* [Testo selezionato]
---*---

La Licata racconta che Massimo Ciancimino lo conosceva da molto tempo, già da quando “ha avuto la triste sorte di diventare il segretario di suo padre”, ma prima di collaborare con lui alla stesura del testo ha posto la condizione che parlasse con i magistrati, cosa che Ciancimino junior ha fatto.
“Massimo viene spesso accusato di parlare a rate - spiega La Licata - ma è talmente tanta la mole che ha dentro che diventa difficile tradurla in un'unica trance. Il tesoro del padre, per quello processualmente dimostrato, è già sotto sequestro. Massimo non ha condanne gravi, 3 anni e quattro mesi per riciclaggio, la condanna per mafia è caduta. Il suo rapporto con la magistratura è chiaro e netto”.
E’ Giancarlo Di Cataldo, giudice istruttore, a squarciare il velo. “Noi italiani queste cose le sappiamo già dall’Unità d’Italia. Questo patto scellerato tra Stato e mafia comincia con la conquista della Sicilia e con lo sbarco dei Mille. Quando ho letto il libro ho pensato: questa è una storia che fa tremare i muri. Succederà il finimondo. Non è successo. La nostra convivenza democratica è in pericolo. Il volume d’affari della criminalità organizzata è pari all’intera ricchezza del mondo occidentale. Quando hai molti soldi smetti di sparare e le democrazie cominci a comprarle”.

---*---

* [Obiettivo 1] Secondo il testo selezionato, quale condanna per riciclaggio ha ricevuto Massimo Ciancimino?
Le righe del dataset non hanno alcun legame con il testo selezionato.

---*---

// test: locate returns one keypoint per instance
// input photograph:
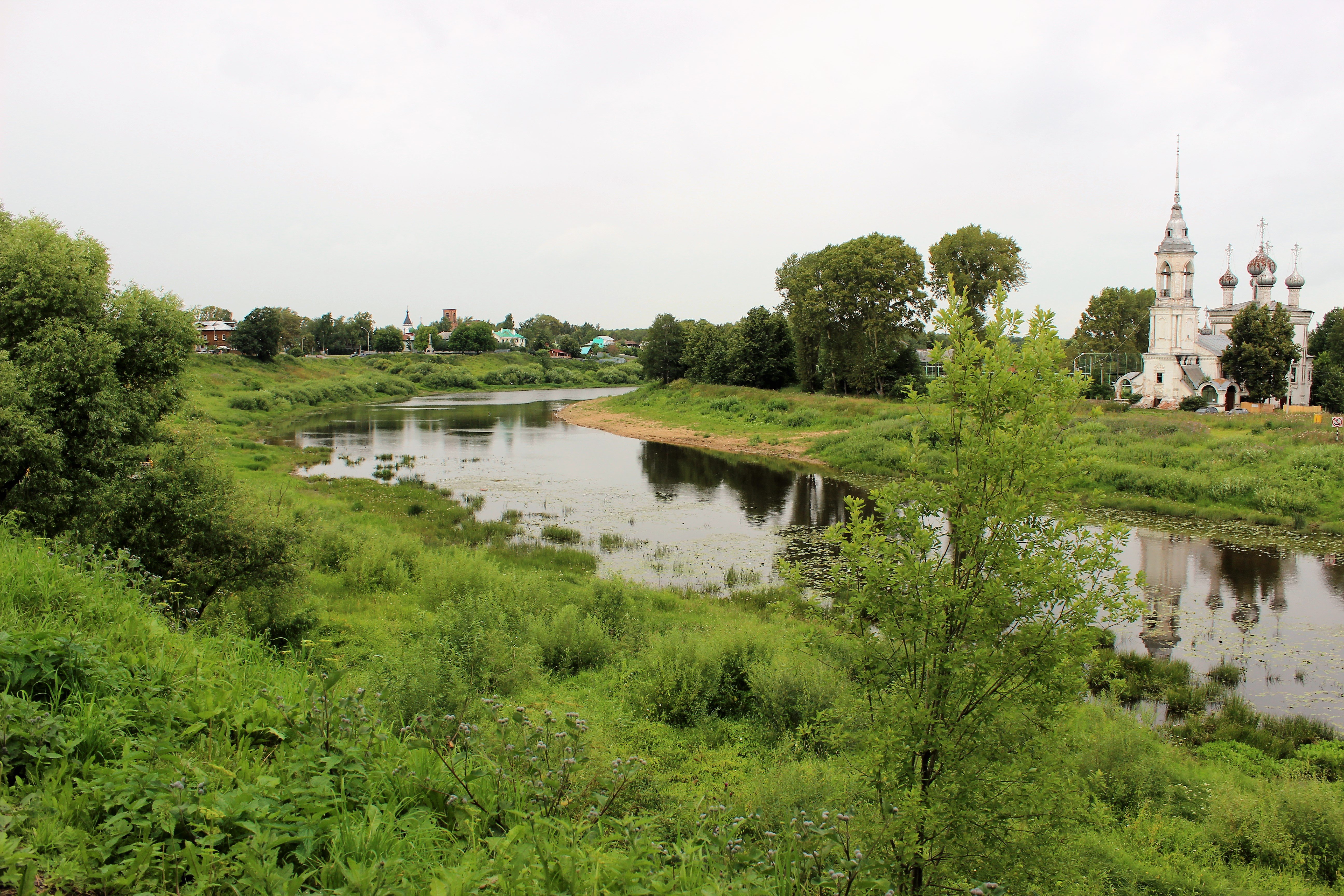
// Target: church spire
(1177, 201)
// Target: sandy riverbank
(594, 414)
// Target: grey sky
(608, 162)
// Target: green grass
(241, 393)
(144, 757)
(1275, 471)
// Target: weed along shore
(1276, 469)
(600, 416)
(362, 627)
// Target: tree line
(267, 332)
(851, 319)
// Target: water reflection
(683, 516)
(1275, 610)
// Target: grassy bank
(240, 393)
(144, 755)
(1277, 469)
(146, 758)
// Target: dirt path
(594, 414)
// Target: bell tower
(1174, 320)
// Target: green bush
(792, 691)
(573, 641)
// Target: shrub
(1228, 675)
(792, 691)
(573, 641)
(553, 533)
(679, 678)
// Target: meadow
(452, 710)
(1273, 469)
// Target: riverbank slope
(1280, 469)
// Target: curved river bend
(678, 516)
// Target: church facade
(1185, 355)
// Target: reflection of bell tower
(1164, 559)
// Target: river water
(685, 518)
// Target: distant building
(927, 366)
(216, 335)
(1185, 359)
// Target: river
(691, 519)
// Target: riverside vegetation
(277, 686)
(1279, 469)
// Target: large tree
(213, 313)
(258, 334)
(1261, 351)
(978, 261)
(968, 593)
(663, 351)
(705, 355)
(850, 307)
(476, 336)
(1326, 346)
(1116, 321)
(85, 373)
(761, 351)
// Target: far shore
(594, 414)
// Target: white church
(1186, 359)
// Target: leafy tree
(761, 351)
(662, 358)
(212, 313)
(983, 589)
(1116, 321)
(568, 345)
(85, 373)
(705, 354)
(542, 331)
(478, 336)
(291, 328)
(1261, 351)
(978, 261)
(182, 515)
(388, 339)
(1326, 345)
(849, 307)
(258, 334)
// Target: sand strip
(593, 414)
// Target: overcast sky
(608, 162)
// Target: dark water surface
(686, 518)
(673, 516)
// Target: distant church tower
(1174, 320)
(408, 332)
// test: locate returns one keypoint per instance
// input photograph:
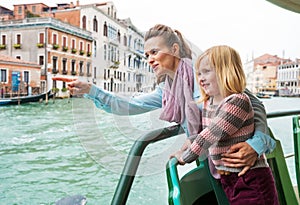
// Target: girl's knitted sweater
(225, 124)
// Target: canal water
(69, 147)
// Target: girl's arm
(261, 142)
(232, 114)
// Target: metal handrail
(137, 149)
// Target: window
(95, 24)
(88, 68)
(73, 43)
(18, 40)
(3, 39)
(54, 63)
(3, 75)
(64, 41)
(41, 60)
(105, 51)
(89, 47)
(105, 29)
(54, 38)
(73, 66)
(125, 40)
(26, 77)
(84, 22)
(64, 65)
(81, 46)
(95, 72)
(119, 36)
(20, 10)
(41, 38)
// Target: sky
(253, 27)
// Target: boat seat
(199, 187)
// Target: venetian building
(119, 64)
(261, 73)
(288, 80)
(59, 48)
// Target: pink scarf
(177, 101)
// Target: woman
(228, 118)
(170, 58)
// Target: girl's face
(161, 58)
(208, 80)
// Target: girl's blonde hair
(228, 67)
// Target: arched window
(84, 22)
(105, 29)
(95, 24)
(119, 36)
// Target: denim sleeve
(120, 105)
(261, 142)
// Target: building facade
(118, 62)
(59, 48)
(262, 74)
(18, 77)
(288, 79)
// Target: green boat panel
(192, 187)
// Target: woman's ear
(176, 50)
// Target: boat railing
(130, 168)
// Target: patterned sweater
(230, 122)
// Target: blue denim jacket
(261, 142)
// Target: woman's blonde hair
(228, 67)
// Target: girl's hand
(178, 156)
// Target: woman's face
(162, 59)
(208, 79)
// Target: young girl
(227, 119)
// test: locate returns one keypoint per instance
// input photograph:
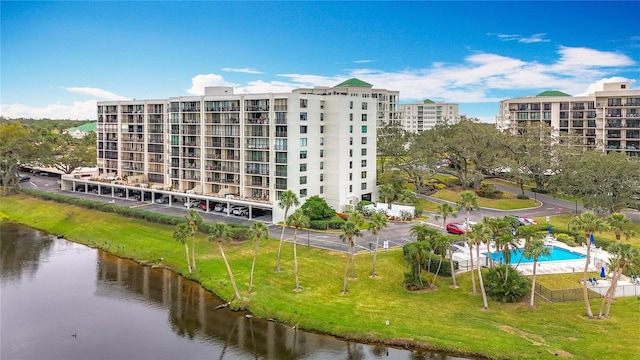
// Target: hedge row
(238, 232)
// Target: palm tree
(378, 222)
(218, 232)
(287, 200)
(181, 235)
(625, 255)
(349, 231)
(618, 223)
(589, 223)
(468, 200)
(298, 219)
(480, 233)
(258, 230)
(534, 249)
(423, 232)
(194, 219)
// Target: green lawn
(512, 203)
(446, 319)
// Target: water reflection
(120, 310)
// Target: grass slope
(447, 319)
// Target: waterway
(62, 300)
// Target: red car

---*---

* [Obiettivo 2] Disponi in una tabella Markdown con le colonne Nr e Valore le righe del dataset nel tratto che va da quella contenente "of bell tower" fino a quella contenente "(1186, 359)", estremi inclusi, omettendo le righe vuote.

* [Risposta corretta 1] 3 anni e quattro mesi.

* [Risposta corretta 2]
| Nr | Valore |
|---|---|
| 1 | // Target: reflection of bell tower |
| 2 | (1164, 559) |
| 3 | // Target: river water |
| 4 | (685, 518) |
| 5 | // Target: distant building |
| 6 | (927, 366) |
| 7 | (216, 335) |
| 8 | (1185, 359) |
| 9 | // Target: river |
| 10 | (691, 519) |
| 11 | // Target: riverside vegetation |
| 12 | (277, 686) |
| 13 | (1279, 469) |
| 14 | // Target: large tree |
| 15 | (213, 313) |
| 16 | (258, 334) |
| 17 | (1261, 351) |
| 18 | (978, 261) |
| 19 | (968, 593) |
| 20 | (663, 351) |
| 21 | (705, 355) |
| 22 | (850, 307) |
| 23 | (476, 336) |
| 24 | (1326, 346) |
| 25 | (1116, 321) |
| 26 | (85, 373) |
| 27 | (761, 351) |
| 28 | // Target: far shore |
| 29 | (594, 414) |
| 30 | // Target: white church |
| 31 | (1186, 359) |